* **Aim of the exercise**
Copy the records out again in full, keeping them identical.

* **Referring expression pointing data**
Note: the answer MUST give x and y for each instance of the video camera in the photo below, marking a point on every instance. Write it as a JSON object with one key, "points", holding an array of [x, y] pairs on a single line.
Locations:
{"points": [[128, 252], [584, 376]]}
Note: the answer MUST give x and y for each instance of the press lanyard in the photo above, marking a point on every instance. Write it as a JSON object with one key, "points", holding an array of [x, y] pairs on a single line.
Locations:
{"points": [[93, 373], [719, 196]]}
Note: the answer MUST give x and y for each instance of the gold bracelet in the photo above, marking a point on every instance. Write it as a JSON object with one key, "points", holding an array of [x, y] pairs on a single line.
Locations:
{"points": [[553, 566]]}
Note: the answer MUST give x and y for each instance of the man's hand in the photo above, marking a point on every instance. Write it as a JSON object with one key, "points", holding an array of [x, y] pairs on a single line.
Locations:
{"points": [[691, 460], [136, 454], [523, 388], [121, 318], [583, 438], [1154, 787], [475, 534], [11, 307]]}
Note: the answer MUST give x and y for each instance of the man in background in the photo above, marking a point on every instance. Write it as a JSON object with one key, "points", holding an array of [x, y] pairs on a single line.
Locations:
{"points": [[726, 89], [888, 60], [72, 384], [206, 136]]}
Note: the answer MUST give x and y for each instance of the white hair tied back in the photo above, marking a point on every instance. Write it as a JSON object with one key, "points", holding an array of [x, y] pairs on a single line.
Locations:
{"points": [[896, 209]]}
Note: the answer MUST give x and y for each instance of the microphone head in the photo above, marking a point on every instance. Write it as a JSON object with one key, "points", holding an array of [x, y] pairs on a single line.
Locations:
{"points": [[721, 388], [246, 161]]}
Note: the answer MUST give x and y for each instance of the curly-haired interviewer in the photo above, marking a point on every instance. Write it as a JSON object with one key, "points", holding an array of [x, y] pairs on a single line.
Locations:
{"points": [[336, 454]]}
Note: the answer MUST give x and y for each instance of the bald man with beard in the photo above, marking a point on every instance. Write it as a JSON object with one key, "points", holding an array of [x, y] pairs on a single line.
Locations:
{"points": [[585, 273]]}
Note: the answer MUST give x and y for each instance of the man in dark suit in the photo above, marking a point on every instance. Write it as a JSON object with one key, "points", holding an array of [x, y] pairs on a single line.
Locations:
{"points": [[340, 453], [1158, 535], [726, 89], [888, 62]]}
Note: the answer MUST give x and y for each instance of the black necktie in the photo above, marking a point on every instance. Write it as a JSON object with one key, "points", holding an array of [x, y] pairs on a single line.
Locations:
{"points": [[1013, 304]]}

* **Result**
Note: the answer MUST give x and y for each instance of the video camera in the photo below, marking a point on every instance. Write it as a JSON object with one key, "points", holding an array of [x, y] pairs on a single line.
Locations:
{"points": [[128, 252], [584, 376]]}
Note: the answer MUST give x and y for each instance of the press lanyard in the photo above, marking a point on every instance. Write it as a JSON object with one key, "points", holding an array of [x, y] pairs on a single line.
Locations:
{"points": [[93, 373], [719, 196]]}
Note: the answer MUST give x and y for each instance of the gold bracelet in the photo above, marking a point on every instance. Write it as a JSON object with one key, "points", holding an array of [x, y] pairs on a single line.
Locations:
{"points": [[553, 566]]}
Note: the answer MUST give x and y for each instance of the man's hand in the photo above, marking a point on every instance. Write it as a JSON object with one key, "points", holding an array of [x, y] pairs on a single line.
Locations:
{"points": [[691, 460], [136, 454], [523, 388], [121, 318], [583, 438], [1154, 787], [475, 534], [11, 307]]}
Note: the answer MUST give x and y for each instance of the man in background in the photo above, marking a point on every instance. Write it as a JSON object with one key, "points", holding an array of [x, y] pairs on a single line.
Locations:
{"points": [[726, 89], [888, 60], [72, 384], [206, 136]]}
Note: the answer MUST give x and y for each instance of the white hair tied back in the photo above, marking a point on every instance. Write it as a JSON object with one key, "points", holding an array of [x, y] pairs on a single line.
Locations:
{"points": [[896, 209]]}
Note: the answer MUST give x and y for each instance of the microphone head in the photo above, marking a point on every instance. Write it as a JSON object with one key, "points", holding an array of [x, y] pairs on a single line.
Locations:
{"points": [[721, 388], [246, 161]]}
Note: the answer MUST give x and y for each instance of the curly-haired interviewer in the photo above, marking a point on every instance. Write it as a JSON object with one key, "points", holding an array of [x, y] pairs on a single line.
Locations:
{"points": [[336, 454]]}
Note: the answer MUST give x and y for each instance of the bald man with beard in the photo above, marking a point on every instance. Write it as a JSON object with one key, "points", holding an array of [x, y] pairs on a single line.
Locations:
{"points": [[585, 273]]}
Note: the answer MUST give x and y for each instance of the man in dark suit in the photo above, marking a point on every instance. Write it as a JSON object with one key, "points", holding an array of [x, y] pairs on a single line.
Locations:
{"points": [[340, 453], [1158, 535], [726, 89], [888, 62]]}
Note: the answer MUST give x and y for each instance of the black necktie in the photo above, marking a point on every instance. Write it as a JSON object with one key, "points", holding an array of [x, y] pairs on a single line.
Locations:
{"points": [[1013, 304]]}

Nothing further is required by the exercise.